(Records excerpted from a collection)
□ □ □ □
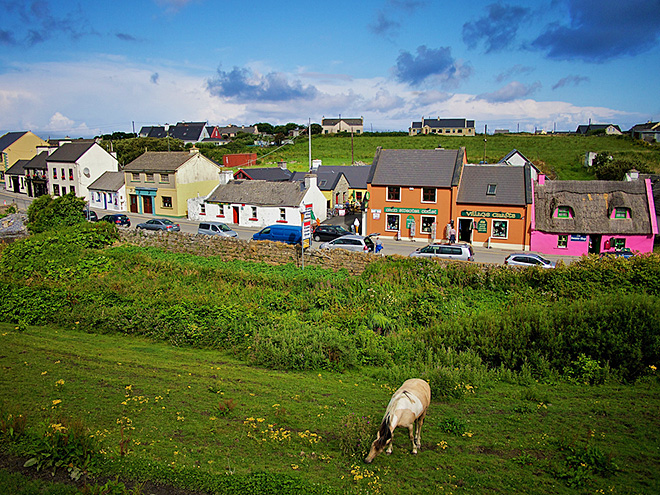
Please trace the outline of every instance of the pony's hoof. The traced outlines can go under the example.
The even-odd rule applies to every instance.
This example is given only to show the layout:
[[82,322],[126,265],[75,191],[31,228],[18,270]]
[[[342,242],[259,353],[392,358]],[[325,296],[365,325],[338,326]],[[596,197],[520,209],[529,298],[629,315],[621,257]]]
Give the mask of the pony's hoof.
[[417,454],[417,449],[412,451],[413,454]]

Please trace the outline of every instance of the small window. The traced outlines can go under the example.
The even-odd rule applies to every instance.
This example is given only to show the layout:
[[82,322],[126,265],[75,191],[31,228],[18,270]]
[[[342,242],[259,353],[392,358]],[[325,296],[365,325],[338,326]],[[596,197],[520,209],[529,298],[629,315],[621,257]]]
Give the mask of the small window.
[[171,196],[163,196],[163,208],[172,208]]
[[199,214],[206,215],[206,203],[202,203],[201,205],[199,205]]
[[60,186],[57,184],[53,184],[53,196],[59,196],[60,195]]
[[362,202],[362,191],[356,191],[355,200],[358,202]]
[[73,180],[73,169],[69,169],[69,180]]
[[284,208],[280,208],[280,220],[286,220],[286,210]]
[[435,187],[422,187],[422,201],[424,203],[435,203]]
[[66,187],[62,186],[62,196],[66,196]]
[[218,205],[218,216],[225,216],[225,205]]
[[557,247],[560,249],[568,248],[568,235],[562,234],[557,236]]
[[252,207],[252,218],[257,218],[257,207],[256,206]]
[[435,217],[422,216],[421,232],[423,234],[431,234],[433,232],[433,224],[434,223],[435,223]]
[[557,218],[571,218],[571,207],[560,206],[557,208]]
[[140,173],[139,172],[132,172],[131,173],[131,181],[138,182],[139,180],[140,180]]
[[60,177],[62,177],[62,180],[66,179],[66,176],[64,175],[64,169],[62,169],[62,175]]
[[397,186],[387,186],[387,200],[401,201],[401,188]]
[[508,239],[509,237],[509,221],[508,220],[493,220],[493,237],[497,239]]
[[612,247],[616,251],[621,251],[626,248],[626,240],[622,237],[615,237],[612,239]]
[[497,184],[488,184],[488,187],[486,188],[486,195],[495,196],[496,192],[497,192]]
[[71,194],[76,194],[76,188],[73,186],[69,187],[69,191],[71,191]]
[[153,182],[154,181],[154,174],[146,174],[147,178],[145,179],[145,182]]
[[57,179],[57,169],[53,169],[53,179]]
[[628,218],[628,208],[614,208],[614,218]]
[[169,182],[170,181],[170,174],[160,174],[160,181],[161,182]]
[[386,219],[386,230],[390,231],[398,231],[399,230],[399,221],[400,221],[400,216],[399,215],[387,215]]

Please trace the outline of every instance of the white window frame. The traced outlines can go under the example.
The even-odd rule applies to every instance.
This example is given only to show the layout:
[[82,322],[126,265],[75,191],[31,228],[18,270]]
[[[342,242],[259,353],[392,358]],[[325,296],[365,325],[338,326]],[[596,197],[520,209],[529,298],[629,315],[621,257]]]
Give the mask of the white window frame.
[[252,216],[251,216],[250,218],[259,218],[259,217],[257,216],[257,213],[258,213],[258,212],[257,212],[257,207],[256,207],[256,206],[252,206],[251,208],[252,208]]
[[[390,187],[397,188],[399,190],[399,199],[389,198]],[[385,186],[385,201],[389,203],[401,203],[401,186]]]
[[[564,242],[562,242],[562,238]],[[559,234],[557,236],[557,249],[568,249],[568,234]]]
[[[433,191],[433,193],[434,193],[433,194],[433,197],[434,197],[433,201],[425,201],[424,200],[424,189],[431,189]],[[420,194],[419,198],[420,198],[419,199],[420,202],[422,202],[422,203],[435,204],[435,203],[438,202],[438,189],[435,188],[435,187],[422,187],[422,191],[421,191],[421,194]]]
[[[425,218],[433,219],[433,222],[431,222],[431,225],[429,226],[428,230],[424,230],[424,219]],[[434,215],[421,215],[420,219],[419,219],[419,232],[421,234],[429,234],[429,235],[432,234],[433,233],[433,223],[434,222],[436,224],[435,230],[436,230],[436,235],[437,235],[437,232],[438,232],[438,225],[437,225],[438,224],[438,219],[437,219],[437,217],[434,216]]]
[[[387,219],[388,219],[389,217],[397,217],[397,224],[399,225],[399,228],[398,228],[398,229],[390,229],[390,228],[388,228],[388,224],[389,224],[389,222],[387,221]],[[400,230],[401,230],[401,215],[400,215],[399,213],[387,213],[387,214],[385,215],[385,231],[386,231],[386,232],[399,232]]]
[[[506,225],[506,236],[497,236],[495,235],[495,222],[503,222]],[[498,219],[493,219],[490,222],[490,236],[493,239],[508,239],[509,238],[509,221],[508,220],[500,220]]]
[[286,208],[280,208],[280,220],[286,221]]

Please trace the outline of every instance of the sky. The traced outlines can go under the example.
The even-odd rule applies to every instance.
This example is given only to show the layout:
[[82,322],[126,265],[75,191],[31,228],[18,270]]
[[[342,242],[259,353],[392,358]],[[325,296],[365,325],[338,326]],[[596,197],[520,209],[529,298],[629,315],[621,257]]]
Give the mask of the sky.
[[660,120],[660,0],[0,0],[0,132]]

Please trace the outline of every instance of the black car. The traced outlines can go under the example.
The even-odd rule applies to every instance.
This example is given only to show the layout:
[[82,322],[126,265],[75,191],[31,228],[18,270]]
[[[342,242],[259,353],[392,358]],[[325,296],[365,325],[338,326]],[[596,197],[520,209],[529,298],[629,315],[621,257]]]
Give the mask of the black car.
[[312,238],[316,242],[332,241],[333,239],[337,239],[338,237],[345,235],[350,235],[352,233],[353,232],[346,230],[341,225],[319,225],[314,229]]
[[96,215],[96,212],[94,210],[85,210],[83,213],[85,214],[85,218],[90,222],[99,221],[99,217]]
[[104,215],[99,218],[99,222],[114,223],[117,227],[131,226],[131,220],[123,213],[112,213],[111,215]]

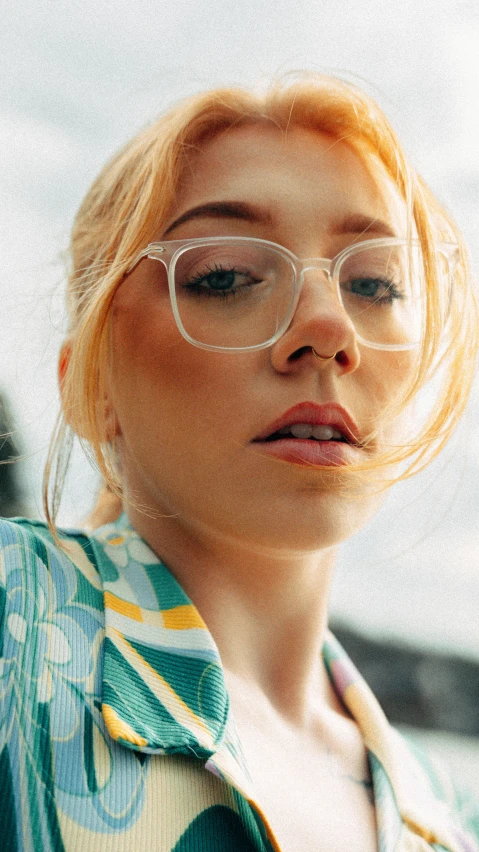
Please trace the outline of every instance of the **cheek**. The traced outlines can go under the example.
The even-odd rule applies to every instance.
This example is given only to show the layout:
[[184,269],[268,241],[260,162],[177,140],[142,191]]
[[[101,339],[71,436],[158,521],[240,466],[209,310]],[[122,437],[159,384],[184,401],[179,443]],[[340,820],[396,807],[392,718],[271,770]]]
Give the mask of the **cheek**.
[[404,399],[413,383],[417,356],[411,352],[370,350],[362,359],[362,366],[364,423],[380,442],[406,442],[414,429],[414,407],[408,403],[404,408]]
[[113,404],[129,443],[162,440],[172,449],[187,442],[191,449],[201,434],[224,440],[240,422],[249,374],[242,360],[185,341],[169,302],[118,301],[112,363]]
[[409,444],[415,431],[417,429],[413,417],[413,406],[408,405],[397,416],[391,416],[385,422],[382,429],[382,437],[386,448],[388,446],[395,448]]
[[370,350],[364,358],[370,375],[371,395],[385,408],[395,406],[412,386],[417,355],[412,351],[387,352]]
[[128,442],[135,434],[141,440],[142,423],[151,426],[158,418],[181,340],[169,305],[158,302],[125,282],[113,303],[111,396],[119,432]]

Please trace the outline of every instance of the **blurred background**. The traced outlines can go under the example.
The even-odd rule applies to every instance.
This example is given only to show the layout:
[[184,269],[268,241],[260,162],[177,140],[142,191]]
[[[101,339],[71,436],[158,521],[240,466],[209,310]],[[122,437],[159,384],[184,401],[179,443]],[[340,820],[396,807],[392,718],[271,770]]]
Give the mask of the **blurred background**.
[[[477,0],[23,0],[0,34],[0,511],[41,516],[65,328],[62,252],[105,160],[181,97],[336,73],[385,109],[479,269]],[[390,717],[479,794],[479,393],[444,455],[345,547],[336,632]],[[15,445],[15,446],[14,446]],[[95,472],[74,454],[60,520]]]

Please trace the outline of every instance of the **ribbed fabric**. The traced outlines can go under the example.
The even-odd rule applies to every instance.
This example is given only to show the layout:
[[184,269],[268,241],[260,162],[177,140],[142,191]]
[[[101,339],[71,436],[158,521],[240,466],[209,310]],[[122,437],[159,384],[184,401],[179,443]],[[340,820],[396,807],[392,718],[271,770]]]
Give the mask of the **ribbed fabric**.
[[[122,516],[87,536],[0,522],[0,849],[272,852],[218,649]],[[380,852],[477,852],[453,791],[389,726],[334,637],[364,737]]]

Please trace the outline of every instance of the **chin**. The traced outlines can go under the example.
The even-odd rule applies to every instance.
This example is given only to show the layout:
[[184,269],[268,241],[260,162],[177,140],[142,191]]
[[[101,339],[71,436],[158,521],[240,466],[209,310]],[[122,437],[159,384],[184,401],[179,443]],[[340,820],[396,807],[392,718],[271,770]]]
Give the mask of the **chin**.
[[365,495],[364,487],[361,493],[346,496],[344,492],[310,493],[308,499],[291,501],[289,507],[272,506],[261,525],[256,516],[256,523],[244,530],[244,538],[268,550],[313,552],[337,547],[369,523],[385,497],[385,491]]

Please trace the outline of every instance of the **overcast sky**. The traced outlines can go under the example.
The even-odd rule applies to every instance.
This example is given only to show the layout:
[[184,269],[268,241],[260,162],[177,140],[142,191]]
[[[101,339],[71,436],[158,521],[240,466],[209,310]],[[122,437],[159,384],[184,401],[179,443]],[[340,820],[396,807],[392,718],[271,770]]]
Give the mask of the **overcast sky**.
[[[165,107],[291,69],[346,76],[390,116],[462,226],[479,268],[477,0],[22,0],[0,25],[0,288],[6,390],[38,514],[58,407],[72,217],[104,161]],[[442,466],[403,489],[345,550],[334,607],[372,629],[479,657],[479,402]],[[63,520],[95,477],[75,459]],[[458,616],[458,613],[460,614]]]

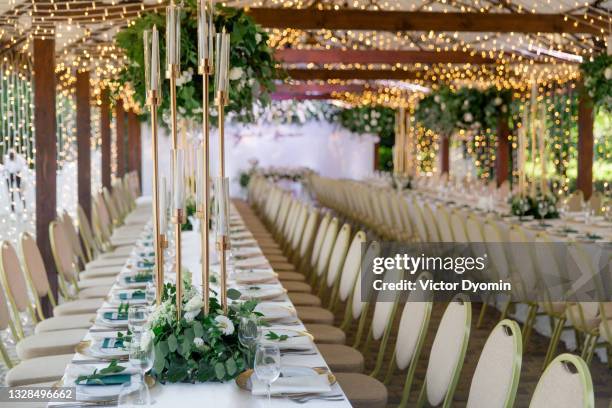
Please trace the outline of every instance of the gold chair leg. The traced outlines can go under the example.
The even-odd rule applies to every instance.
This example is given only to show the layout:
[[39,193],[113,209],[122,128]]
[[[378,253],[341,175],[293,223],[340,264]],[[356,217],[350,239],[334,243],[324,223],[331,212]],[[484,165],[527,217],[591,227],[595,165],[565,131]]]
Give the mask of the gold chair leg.
[[485,312],[487,311],[487,307],[489,307],[489,297],[482,302],[482,307],[480,308],[480,315],[478,316],[478,322],[476,323],[476,328],[480,329],[482,326],[482,321],[484,320]]
[[527,312],[527,320],[523,326],[523,350],[527,347],[529,337],[531,336],[531,330],[536,319],[536,313],[538,312],[538,305],[529,305],[529,311]]
[[548,344],[548,350],[546,351],[546,357],[544,358],[544,367],[542,367],[542,371],[544,371],[546,367],[548,367],[548,364],[550,364],[556,354],[557,347],[559,345],[559,339],[561,338],[561,333],[563,332],[564,326],[565,316],[561,316],[559,319],[557,319],[555,328],[550,336],[550,343]]

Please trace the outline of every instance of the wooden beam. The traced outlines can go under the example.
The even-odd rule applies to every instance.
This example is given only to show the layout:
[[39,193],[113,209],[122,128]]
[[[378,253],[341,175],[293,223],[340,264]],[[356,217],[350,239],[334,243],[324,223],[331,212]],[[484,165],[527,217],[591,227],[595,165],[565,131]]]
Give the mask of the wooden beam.
[[287,64],[494,64],[494,58],[462,51],[399,50],[276,50],[277,60]]
[[298,94],[323,94],[332,92],[361,92],[365,85],[360,84],[325,84],[325,83],[299,83],[299,84],[278,84],[275,93],[298,93]]
[[377,80],[377,79],[396,79],[396,80],[414,80],[423,78],[422,71],[404,71],[391,69],[288,69],[287,74],[291,79],[296,81],[309,80],[330,80],[330,79],[362,79],[362,80]]
[[117,151],[117,178],[125,175],[125,110],[121,99],[115,101],[115,147]]
[[497,151],[495,152],[495,180],[497,187],[501,186],[510,177],[510,129],[508,116],[500,115],[497,126]]
[[89,71],[76,74],[77,189],[79,205],[91,221],[91,108]]
[[593,101],[580,85],[578,98],[578,177],[576,187],[584,194],[584,199],[593,193]]
[[[40,249],[51,293],[57,299],[57,269],[53,262],[49,224],[56,217],[57,146],[55,118],[55,39],[33,40],[34,126],[36,146],[36,243]],[[43,299],[46,316],[53,315],[50,300]]]
[[295,99],[296,101],[333,99],[332,94],[329,92],[319,93],[319,94],[307,94],[307,93],[295,93],[295,92],[273,92],[270,95],[270,97],[274,101],[284,101],[288,99]]
[[108,88],[102,89],[100,95],[102,105],[100,106],[100,138],[102,139],[102,187],[111,189],[111,109]]
[[493,33],[584,33],[602,35],[599,26],[582,24],[581,17],[563,14],[460,13],[424,11],[369,11],[358,9],[317,10],[251,8],[246,10],[266,28],[300,30],[459,31]]

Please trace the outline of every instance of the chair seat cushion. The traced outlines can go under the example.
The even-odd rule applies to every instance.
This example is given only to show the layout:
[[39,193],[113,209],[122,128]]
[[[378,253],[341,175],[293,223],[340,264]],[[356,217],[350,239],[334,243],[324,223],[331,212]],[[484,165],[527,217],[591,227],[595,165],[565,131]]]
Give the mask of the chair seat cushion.
[[114,267],[114,268],[121,268],[123,265],[125,265],[125,261],[127,260],[127,257],[124,258],[107,258],[107,259],[94,259],[91,262],[88,262],[87,265],[85,265],[85,270],[90,270],[90,269],[99,269],[99,268],[103,268],[103,269],[108,269],[109,267]]
[[79,299],[100,299],[106,298],[111,290],[111,285],[108,286],[92,286],[79,290],[77,297]]
[[321,306],[321,299],[312,293],[289,292],[287,295],[294,306]]
[[306,277],[299,272],[281,271],[281,272],[278,272],[278,279],[280,281],[303,282],[306,280]]
[[312,334],[317,344],[344,344],[346,342],[344,331],[328,324],[307,324],[306,331]]
[[270,266],[276,272],[281,272],[281,271],[291,272],[295,270],[295,266],[293,266],[293,264],[290,262],[271,261],[270,259],[268,259],[268,262],[270,262]]
[[354,408],[384,408],[387,388],[369,375],[335,373],[336,379]]
[[104,303],[104,299],[79,299],[55,306],[53,316],[95,313]]
[[19,387],[57,381],[62,378],[73,357],[74,353],[70,353],[22,361],[6,373],[6,385]]
[[306,282],[298,282],[298,281],[287,281],[283,282],[283,287],[287,289],[287,292],[302,292],[302,293],[310,293],[312,288]]
[[334,314],[327,309],[315,306],[296,306],[298,317],[304,323],[333,324]]
[[38,323],[34,333],[43,333],[57,330],[88,329],[96,318],[95,313],[55,316]]
[[107,267],[107,268],[95,268],[89,269],[79,273],[80,279],[97,279],[97,278],[108,278],[116,277],[121,272],[121,266]]
[[94,286],[112,286],[116,281],[115,276],[104,278],[88,278],[79,280],[79,289],[92,288]]
[[317,348],[334,373],[361,373],[364,359],[359,350],[344,344],[318,344]]
[[74,348],[83,340],[87,331],[87,329],[60,330],[26,337],[17,343],[17,356],[21,360],[27,360],[74,352]]

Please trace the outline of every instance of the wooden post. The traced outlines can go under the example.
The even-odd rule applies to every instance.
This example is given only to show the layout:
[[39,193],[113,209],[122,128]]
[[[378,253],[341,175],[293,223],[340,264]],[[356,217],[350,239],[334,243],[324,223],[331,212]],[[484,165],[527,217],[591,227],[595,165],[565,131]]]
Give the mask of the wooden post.
[[440,174],[450,170],[450,136],[440,136]]
[[[55,118],[55,39],[34,38],[34,125],[36,146],[36,243],[40,249],[51,292],[57,299],[57,270],[53,262],[49,223],[56,216],[57,146]],[[43,299],[46,316],[53,315],[49,299]]]
[[495,179],[497,187],[508,180],[510,175],[510,129],[508,128],[508,116],[500,115],[497,125],[497,152],[495,153]]
[[123,110],[123,102],[117,99],[115,103],[115,129],[117,139],[117,178],[122,178],[125,175],[125,110]]
[[100,136],[102,139],[102,187],[111,189],[111,112],[108,89],[102,89],[100,95]]
[[140,151],[140,122],[135,112],[128,112],[128,171],[135,171],[140,179],[141,156]]
[[580,85],[578,100],[578,177],[576,187],[584,199],[593,193],[593,101]]
[[79,205],[91,221],[91,109],[89,71],[76,75],[77,185]]
[[379,166],[380,166],[380,155],[378,153],[379,148],[380,148],[380,143],[375,143],[374,144],[374,171],[380,170],[380,168],[379,168]]

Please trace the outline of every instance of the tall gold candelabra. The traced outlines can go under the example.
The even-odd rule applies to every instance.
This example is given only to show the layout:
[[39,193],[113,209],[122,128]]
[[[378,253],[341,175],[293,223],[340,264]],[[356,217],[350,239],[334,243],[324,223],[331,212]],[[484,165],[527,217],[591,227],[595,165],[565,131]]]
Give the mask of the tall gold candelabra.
□ □ □ □
Line count for "tall": say how many lines of the entries above include that word, and give only the number.

Written reply ->
2